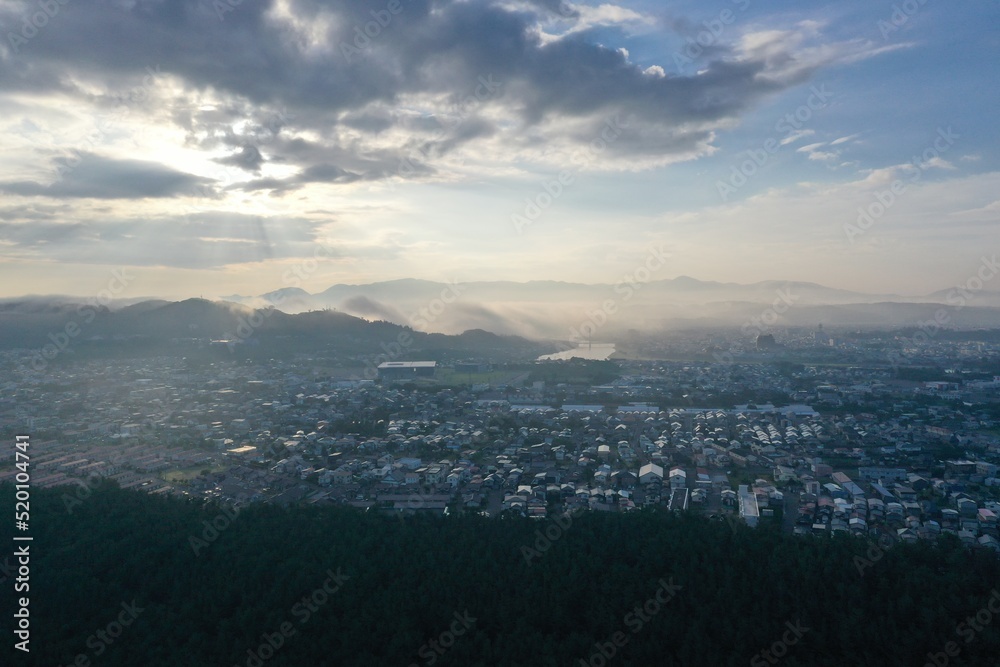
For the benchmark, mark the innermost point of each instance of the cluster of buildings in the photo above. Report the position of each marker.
(821, 448)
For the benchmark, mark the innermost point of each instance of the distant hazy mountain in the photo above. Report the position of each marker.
(165, 327)
(553, 309)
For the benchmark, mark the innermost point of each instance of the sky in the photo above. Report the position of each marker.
(180, 148)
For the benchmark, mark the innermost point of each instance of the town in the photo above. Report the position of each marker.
(847, 444)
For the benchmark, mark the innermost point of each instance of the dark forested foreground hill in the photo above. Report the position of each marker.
(122, 578)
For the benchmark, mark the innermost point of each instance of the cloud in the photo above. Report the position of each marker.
(795, 136)
(248, 159)
(364, 306)
(210, 239)
(88, 175)
(300, 82)
(814, 153)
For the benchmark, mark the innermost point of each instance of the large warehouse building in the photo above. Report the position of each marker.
(406, 370)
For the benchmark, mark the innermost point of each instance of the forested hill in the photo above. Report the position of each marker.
(123, 578)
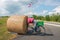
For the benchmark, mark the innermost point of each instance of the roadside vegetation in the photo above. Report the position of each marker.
(4, 34)
(53, 17)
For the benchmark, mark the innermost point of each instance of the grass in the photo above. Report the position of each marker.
(4, 34)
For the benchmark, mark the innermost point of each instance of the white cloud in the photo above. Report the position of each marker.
(55, 10)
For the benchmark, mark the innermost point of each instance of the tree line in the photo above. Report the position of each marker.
(53, 17)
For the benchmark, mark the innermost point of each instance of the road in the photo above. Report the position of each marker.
(52, 33)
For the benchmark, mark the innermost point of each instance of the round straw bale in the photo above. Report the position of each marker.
(17, 24)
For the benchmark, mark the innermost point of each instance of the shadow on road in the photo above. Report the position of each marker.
(46, 34)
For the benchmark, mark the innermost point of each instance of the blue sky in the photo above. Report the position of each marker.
(21, 7)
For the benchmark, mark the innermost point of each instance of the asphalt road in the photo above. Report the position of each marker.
(52, 33)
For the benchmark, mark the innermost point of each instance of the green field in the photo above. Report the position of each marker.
(4, 34)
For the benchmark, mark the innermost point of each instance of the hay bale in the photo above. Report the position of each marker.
(17, 24)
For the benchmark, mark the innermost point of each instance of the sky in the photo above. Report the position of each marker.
(29, 7)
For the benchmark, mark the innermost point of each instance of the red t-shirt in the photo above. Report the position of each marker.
(30, 20)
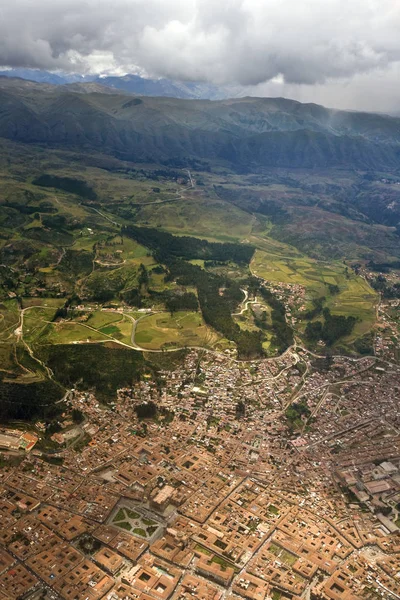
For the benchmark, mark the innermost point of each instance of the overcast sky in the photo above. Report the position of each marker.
(343, 53)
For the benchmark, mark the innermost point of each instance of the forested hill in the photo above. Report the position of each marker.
(245, 132)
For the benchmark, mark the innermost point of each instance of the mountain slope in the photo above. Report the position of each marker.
(246, 131)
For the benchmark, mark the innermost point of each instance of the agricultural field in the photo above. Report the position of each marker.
(355, 297)
(163, 331)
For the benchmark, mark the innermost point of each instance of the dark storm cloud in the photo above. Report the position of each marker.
(247, 42)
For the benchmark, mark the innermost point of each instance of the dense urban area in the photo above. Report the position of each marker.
(274, 478)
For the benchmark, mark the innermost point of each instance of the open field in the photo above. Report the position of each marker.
(162, 330)
(355, 297)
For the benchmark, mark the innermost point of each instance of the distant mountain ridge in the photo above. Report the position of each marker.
(246, 132)
(130, 83)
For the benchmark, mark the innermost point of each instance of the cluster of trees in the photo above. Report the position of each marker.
(388, 290)
(185, 301)
(218, 298)
(68, 184)
(168, 245)
(333, 328)
(31, 401)
(296, 412)
(318, 307)
(283, 333)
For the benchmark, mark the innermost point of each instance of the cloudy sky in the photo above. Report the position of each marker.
(343, 53)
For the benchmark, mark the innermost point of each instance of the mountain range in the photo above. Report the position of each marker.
(130, 83)
(245, 132)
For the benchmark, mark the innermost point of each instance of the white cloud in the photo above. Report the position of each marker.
(245, 42)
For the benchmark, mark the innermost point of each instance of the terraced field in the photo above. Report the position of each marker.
(162, 330)
(355, 298)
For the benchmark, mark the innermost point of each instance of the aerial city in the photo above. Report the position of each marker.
(199, 300)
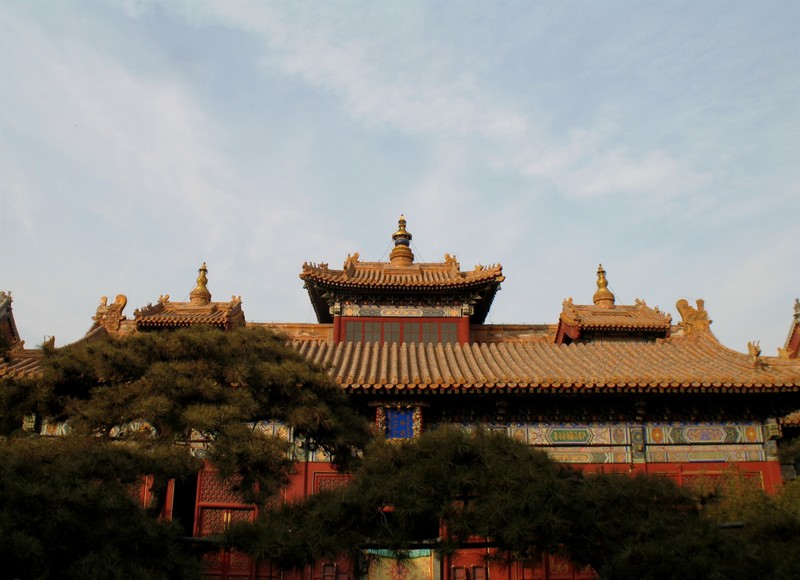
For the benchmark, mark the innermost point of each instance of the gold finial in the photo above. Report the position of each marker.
(402, 233)
(401, 254)
(200, 296)
(603, 298)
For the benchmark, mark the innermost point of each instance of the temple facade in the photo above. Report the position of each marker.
(605, 387)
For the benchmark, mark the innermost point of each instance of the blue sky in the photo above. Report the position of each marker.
(140, 139)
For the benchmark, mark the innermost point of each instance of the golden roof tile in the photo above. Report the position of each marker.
(21, 364)
(678, 363)
(200, 310)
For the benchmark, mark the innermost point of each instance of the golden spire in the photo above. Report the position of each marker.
(200, 296)
(603, 298)
(401, 254)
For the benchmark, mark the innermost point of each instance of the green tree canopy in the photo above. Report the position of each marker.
(451, 489)
(130, 405)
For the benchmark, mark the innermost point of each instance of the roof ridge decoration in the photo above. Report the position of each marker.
(791, 349)
(603, 298)
(9, 336)
(401, 254)
(694, 320)
(198, 311)
(109, 316)
(200, 295)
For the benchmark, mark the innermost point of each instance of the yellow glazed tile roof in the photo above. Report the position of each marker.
(682, 363)
(21, 364)
(384, 275)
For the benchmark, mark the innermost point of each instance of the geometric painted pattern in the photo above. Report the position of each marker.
(704, 453)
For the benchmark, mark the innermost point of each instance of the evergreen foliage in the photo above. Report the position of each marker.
(451, 489)
(69, 510)
(130, 405)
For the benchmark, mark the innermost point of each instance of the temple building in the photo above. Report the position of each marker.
(605, 387)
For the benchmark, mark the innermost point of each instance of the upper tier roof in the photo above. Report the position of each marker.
(400, 275)
(607, 317)
(200, 310)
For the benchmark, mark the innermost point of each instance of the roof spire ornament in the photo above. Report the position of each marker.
(603, 298)
(401, 253)
(200, 296)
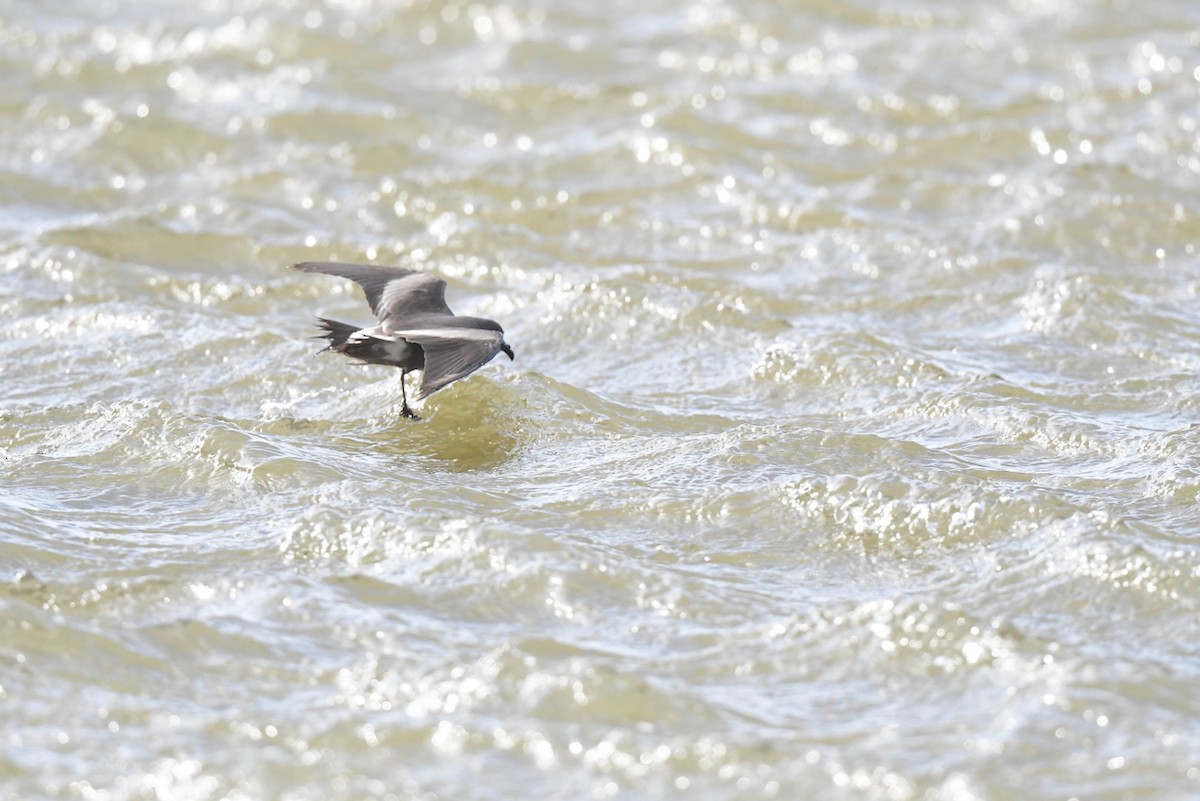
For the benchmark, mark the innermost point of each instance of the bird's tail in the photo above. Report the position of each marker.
(336, 332)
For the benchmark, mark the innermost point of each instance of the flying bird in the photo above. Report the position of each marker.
(414, 330)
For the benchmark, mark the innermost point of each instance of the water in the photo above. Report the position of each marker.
(849, 451)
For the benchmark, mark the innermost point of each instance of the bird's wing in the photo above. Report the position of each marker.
(391, 291)
(450, 354)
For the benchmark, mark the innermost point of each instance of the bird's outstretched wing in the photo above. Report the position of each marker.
(450, 354)
(391, 291)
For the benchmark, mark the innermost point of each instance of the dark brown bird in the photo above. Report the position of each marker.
(415, 329)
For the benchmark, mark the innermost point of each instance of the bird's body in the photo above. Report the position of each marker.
(414, 331)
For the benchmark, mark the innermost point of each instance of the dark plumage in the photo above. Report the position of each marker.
(415, 329)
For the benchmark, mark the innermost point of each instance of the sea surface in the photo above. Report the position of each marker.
(851, 450)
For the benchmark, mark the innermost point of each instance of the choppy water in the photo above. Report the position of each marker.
(850, 451)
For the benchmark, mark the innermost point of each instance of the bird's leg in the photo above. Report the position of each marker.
(403, 392)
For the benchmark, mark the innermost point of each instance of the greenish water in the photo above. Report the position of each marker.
(850, 451)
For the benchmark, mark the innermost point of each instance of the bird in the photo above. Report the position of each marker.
(414, 327)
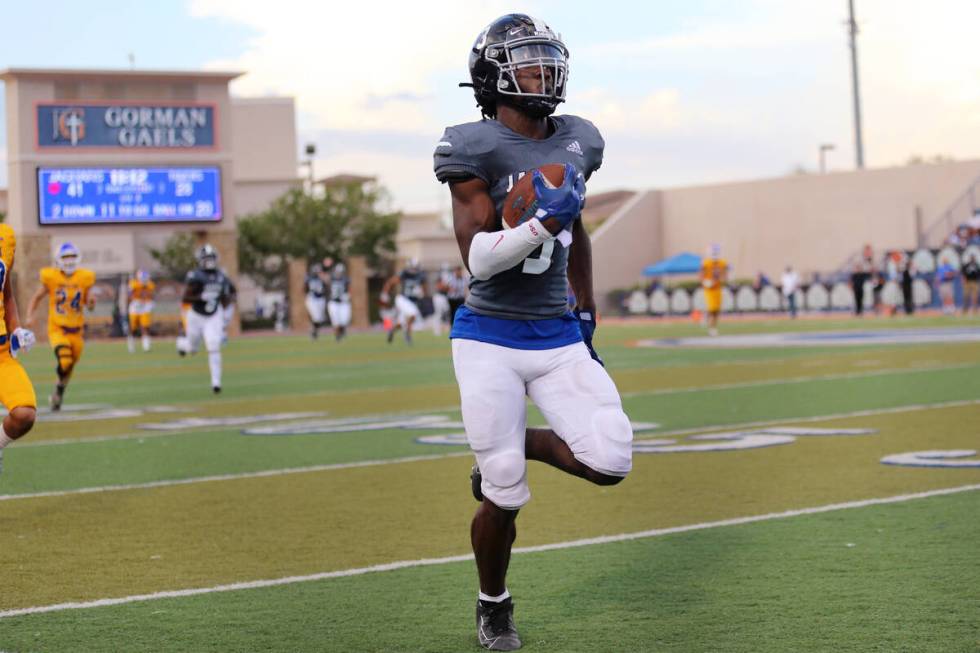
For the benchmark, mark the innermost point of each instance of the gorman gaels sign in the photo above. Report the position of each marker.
(129, 126)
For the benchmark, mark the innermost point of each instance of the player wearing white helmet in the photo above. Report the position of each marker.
(68, 287)
(141, 291)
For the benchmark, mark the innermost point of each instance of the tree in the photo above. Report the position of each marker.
(176, 258)
(347, 220)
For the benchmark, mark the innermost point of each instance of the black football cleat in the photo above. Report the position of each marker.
(476, 482)
(495, 628)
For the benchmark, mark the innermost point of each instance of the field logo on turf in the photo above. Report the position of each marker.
(949, 458)
(731, 441)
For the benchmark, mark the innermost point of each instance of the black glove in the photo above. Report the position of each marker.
(586, 323)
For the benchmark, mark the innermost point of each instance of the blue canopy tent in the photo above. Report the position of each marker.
(683, 263)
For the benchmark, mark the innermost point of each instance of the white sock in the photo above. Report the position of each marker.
(4, 438)
(214, 362)
(494, 599)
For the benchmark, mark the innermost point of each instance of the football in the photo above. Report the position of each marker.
(520, 203)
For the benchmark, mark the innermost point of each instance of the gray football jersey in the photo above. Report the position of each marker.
(537, 287)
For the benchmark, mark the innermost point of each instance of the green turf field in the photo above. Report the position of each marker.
(125, 526)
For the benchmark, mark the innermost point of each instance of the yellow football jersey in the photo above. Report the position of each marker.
(67, 295)
(713, 272)
(141, 292)
(8, 243)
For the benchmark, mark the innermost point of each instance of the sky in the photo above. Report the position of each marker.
(685, 92)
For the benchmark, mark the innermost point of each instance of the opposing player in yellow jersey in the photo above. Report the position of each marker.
(67, 287)
(141, 291)
(16, 391)
(714, 275)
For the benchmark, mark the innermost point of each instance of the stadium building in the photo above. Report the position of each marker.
(118, 161)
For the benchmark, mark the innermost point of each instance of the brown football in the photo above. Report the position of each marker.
(520, 203)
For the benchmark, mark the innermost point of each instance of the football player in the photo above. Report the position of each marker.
(515, 336)
(316, 298)
(339, 305)
(411, 284)
(714, 275)
(67, 287)
(209, 293)
(440, 299)
(141, 290)
(16, 391)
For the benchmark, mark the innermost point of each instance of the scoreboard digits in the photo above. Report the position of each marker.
(112, 195)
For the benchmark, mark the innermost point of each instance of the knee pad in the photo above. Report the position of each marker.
(613, 438)
(505, 478)
(66, 360)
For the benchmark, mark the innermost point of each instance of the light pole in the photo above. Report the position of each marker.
(852, 29)
(310, 152)
(824, 148)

........

> **DIRECTIVE**
Print nothing but the lines from the line with "the football player" to the last line of the records above. Both of those lines count.

> **OUTPUT FOR THIS TASK**
For the benchmark, mark the innermost point of each instance of the football player in the photo above. Report the position of each marker.
(515, 336)
(316, 298)
(339, 305)
(411, 284)
(714, 275)
(67, 287)
(209, 293)
(440, 299)
(141, 290)
(16, 391)
For the benchmark, mark the innermost point of each instance of the scoreboard digits in the photo above. Report the position of each marker.
(112, 195)
For the benchmark, mark the innermost point of each instance of the knee pad in the photo above. Report the position of each marker.
(613, 438)
(505, 478)
(66, 360)
For the benchmark, mark the innermost point of each instance of the light pole in the photo above. Report the position of each marker.
(852, 29)
(310, 152)
(824, 148)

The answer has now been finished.